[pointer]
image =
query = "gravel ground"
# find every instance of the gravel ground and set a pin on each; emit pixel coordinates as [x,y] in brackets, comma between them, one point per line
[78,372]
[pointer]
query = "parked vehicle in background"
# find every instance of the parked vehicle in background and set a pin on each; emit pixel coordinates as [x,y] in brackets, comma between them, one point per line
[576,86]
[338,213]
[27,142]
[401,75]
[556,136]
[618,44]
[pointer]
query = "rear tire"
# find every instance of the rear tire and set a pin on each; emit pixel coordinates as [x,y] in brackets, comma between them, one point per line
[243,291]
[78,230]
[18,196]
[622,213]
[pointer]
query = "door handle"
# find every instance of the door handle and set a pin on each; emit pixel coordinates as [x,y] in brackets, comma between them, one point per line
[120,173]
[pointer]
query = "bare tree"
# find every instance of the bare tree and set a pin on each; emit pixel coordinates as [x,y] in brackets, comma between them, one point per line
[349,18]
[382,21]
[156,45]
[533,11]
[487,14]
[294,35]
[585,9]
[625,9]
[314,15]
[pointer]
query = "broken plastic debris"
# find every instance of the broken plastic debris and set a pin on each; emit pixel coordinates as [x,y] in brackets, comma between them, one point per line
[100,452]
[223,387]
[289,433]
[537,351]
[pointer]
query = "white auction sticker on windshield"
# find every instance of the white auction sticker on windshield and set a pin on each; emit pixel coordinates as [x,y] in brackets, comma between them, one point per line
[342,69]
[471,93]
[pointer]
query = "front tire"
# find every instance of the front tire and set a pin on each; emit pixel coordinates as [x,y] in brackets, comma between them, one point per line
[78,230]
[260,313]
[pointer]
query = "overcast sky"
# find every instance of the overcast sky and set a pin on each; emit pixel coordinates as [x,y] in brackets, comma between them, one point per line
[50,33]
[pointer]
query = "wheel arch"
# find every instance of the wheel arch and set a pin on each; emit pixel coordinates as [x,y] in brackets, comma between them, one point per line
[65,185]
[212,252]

※

(Set task) Pull out every line in the items above that contains the word "debris" and copy each line in full.

(Correct answer)
query = "broken plastic debris"
# find every instance of the broken plastic debris and set a pin on each; emit pixel coordinates as [x,y] in brackets, comma between them, one point per line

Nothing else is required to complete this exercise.